* **Предоставленный текст**
◆ ◆ ◆

[mks_pullquote align=”left” width=”300″ size=”24″ bg_color=”#81d742″ txt_color=”#ffffff”]Мы не наследуем землю родителей, мы одалживаем её у наших детей (индейская пословица)[/mks_pullquote]
Мировая рецессия ставит вопрос перезапуска экономики. Увеличение размеров валового продукта, рост доходов населения, количества произведенных товаров и, соответственно, уровня их потребления являются неизменными ключевыми критериями оценки эффективности власти с точки зрения экономики. Способны ли такие монетарные и количественные методы подсчитать пользу, которую вся экономическая система дает непосредственно человеку?
Есть и течения в науке, которые отказываются воспринимать экономический рост и производство как самоцель развития общества. Приоритетами становятся личностный рост, человеческое общение, потребление культурных продуктов вместо материальных.
Сторонники этой теории указывают на экологические и социальные проблемы, порождаемые глобальным потреблением, на неустойчивость модели, которая существует за счет неравенства и уничтожения природы, не принося удовлетворения человеку, который в ней находится.
В качестве альтернативы предполагается идея «антироста». Экономика должна перестать быть центральной темой общественной жизни, хозяйственная деятельность — перестать строиться на глобальных торговых связях и доступности полезных ископаемых. Экономика и жизнь людей возвращаются на местный уровень.
Сельское хозяйство обеспечивает питанием население окрестностей, рабочий день сокращается за счет отказа от избыточного производства. Одноразовые предметы, запрограммированное устаревание, будучи нерациональным расходованием ресурсов, ликвидируются. Естественно, даже некоторые из этих решений снизят традиционные экономические показатели, но не уровень жизни.

◆ ◆ ◆

(Записи из набора данных)
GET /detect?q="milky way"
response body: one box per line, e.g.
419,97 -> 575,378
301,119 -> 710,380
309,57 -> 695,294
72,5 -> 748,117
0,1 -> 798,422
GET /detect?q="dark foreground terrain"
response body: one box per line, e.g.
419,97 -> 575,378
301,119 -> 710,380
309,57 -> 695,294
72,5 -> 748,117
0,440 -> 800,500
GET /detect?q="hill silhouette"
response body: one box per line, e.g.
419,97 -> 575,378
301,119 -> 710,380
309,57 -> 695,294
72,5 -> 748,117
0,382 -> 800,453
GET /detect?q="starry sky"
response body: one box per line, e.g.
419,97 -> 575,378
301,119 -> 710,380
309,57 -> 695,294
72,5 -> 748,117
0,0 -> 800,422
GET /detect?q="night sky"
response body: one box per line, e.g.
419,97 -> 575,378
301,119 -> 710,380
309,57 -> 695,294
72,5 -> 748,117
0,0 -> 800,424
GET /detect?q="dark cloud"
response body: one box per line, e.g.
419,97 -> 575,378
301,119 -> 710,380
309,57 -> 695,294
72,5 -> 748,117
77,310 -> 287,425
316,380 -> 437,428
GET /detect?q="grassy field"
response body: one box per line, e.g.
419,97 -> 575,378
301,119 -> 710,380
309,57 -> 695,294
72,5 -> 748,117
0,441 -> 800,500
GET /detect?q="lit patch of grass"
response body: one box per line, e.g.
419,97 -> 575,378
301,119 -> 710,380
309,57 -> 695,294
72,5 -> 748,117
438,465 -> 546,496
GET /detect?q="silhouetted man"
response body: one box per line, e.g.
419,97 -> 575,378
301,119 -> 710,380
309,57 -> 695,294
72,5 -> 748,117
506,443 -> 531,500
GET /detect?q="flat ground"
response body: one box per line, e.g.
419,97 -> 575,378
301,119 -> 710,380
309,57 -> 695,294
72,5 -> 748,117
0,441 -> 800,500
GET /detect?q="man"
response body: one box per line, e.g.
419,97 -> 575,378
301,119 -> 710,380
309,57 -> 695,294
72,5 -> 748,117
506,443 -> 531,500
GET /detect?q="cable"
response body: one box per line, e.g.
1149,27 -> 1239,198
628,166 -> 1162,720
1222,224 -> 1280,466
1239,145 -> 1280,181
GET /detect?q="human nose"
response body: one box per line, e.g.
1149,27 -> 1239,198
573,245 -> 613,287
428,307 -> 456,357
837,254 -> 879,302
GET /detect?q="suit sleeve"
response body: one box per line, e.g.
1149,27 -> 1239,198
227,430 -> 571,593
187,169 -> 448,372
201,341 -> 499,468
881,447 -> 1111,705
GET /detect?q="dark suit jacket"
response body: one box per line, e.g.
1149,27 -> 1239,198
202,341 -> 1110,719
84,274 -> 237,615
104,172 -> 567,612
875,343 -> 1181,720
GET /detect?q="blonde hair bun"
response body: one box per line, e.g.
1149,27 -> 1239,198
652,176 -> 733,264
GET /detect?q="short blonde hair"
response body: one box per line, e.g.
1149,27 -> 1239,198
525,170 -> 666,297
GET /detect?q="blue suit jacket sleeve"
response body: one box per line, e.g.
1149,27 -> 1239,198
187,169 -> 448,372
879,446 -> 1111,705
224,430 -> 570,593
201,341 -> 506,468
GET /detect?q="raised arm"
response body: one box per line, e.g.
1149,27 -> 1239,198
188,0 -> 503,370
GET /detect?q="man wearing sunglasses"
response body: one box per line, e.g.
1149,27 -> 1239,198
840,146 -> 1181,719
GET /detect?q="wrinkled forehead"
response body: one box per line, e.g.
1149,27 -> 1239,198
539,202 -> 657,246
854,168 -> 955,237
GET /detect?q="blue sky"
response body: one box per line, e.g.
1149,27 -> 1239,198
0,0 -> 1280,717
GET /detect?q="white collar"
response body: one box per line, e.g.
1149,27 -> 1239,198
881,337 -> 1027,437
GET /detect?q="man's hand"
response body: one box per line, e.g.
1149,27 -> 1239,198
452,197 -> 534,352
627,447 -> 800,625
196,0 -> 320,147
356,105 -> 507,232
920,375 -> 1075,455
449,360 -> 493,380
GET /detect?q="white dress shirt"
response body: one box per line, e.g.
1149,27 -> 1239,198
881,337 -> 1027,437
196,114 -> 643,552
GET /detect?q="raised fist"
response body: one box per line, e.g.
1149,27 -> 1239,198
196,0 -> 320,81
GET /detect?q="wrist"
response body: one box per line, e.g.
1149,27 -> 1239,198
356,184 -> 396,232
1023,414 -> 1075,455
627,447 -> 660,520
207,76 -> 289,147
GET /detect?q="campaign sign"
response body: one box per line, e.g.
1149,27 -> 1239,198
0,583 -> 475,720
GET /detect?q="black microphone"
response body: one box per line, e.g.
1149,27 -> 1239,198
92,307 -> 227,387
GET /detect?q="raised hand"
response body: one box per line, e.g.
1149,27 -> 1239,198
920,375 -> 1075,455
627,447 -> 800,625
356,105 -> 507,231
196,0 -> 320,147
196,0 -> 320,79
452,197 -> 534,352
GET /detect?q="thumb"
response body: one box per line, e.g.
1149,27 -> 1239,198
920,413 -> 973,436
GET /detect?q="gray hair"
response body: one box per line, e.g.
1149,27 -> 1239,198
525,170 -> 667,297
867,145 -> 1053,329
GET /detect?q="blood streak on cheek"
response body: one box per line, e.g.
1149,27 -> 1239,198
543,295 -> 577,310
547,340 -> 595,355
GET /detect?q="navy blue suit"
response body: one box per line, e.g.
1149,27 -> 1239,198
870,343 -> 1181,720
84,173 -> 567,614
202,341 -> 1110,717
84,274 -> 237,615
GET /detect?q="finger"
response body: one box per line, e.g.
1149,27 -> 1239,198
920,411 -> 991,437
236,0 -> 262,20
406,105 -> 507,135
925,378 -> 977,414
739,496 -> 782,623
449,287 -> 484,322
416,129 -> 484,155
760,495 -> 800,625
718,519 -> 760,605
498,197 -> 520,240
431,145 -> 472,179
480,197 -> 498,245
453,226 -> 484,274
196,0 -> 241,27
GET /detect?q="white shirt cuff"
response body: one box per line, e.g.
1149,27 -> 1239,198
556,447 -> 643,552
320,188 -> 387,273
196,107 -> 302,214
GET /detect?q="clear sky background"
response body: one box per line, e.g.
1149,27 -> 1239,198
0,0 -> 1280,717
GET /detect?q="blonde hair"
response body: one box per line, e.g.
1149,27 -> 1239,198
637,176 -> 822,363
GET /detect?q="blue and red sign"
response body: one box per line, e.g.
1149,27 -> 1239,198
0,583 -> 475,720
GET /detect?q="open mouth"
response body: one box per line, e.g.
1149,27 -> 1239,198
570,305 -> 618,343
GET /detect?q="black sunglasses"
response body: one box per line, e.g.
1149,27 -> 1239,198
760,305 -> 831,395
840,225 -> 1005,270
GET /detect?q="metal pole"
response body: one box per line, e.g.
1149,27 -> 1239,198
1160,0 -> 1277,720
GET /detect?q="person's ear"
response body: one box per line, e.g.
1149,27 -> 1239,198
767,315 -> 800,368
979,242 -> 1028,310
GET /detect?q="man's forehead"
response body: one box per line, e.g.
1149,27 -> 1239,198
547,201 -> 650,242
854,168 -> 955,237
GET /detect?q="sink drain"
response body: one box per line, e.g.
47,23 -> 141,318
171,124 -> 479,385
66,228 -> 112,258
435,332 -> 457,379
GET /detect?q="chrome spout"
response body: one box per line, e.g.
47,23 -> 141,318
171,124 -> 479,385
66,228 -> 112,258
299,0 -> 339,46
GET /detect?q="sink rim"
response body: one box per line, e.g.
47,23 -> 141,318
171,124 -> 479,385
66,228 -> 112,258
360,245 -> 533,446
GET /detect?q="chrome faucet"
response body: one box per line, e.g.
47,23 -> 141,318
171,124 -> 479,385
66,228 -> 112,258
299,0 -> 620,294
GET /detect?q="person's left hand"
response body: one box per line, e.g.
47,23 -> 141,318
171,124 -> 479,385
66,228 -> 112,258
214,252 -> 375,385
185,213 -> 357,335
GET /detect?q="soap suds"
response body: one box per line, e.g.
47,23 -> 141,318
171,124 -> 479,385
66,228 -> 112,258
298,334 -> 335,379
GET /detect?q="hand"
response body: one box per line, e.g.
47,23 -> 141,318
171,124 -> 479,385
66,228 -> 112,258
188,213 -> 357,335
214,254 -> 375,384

◆ ◆ ◆

* **Задание 1**
За счет чего, согласно тексту об экономике «антироста», сокращается рабочий день?
* **Задание 2**
Продолжите текст об экономике «антироста», начав сразу после его последнего предложения.

* **Окончательный ответ 1**
За счет отказа от избыточного производства.

* **Окончательный ответ 2**
Один из идеологов концепции антироста — Серж Лятуш, профессор Университета Париж-юг XI, специалист по экономике, политическим и социальным наукам. Мы поговорили с ним о том, как антирост может сделать людей счастливее, о мире без нефти и об идях Толстого и Кропоткина.
— Экономически развитые страны обладают развитой инфраструктурой, которая позволит населению достойно жить в отсутствие экономического роста, но может ли быть антирост там, где этой инфраструктуры нет? При каких условиях экономического развития страны может быть реализован проект антироста?
— На первый взгляд, проект антироста подходит странам, уже испытавшим на себе результаты существенного экономического развития, но неприменим для стран, которые называют недоразвитыми, развивающимися, которые до сих пор не получили доступа к обществу потребления. На самом деле это вопрос своеобразного маркетинга: подхода к продвижению этой идеи в индивидуальном порядке. Не везде это должно называться антиростом, можно находить другие названия, обозначающие устойчивое общество. Но если мы соглашаемся с идеей о том, что общество потребления и развитие ради развития являются ловушками, тянущими нас к катастрофе, то она также верна и для тех, кто только подходит к ней и еще способен ее избежать.
— В рассуждениях об антиросте Вы чаще иных поднимаете вопрос о производстве питания, почему так?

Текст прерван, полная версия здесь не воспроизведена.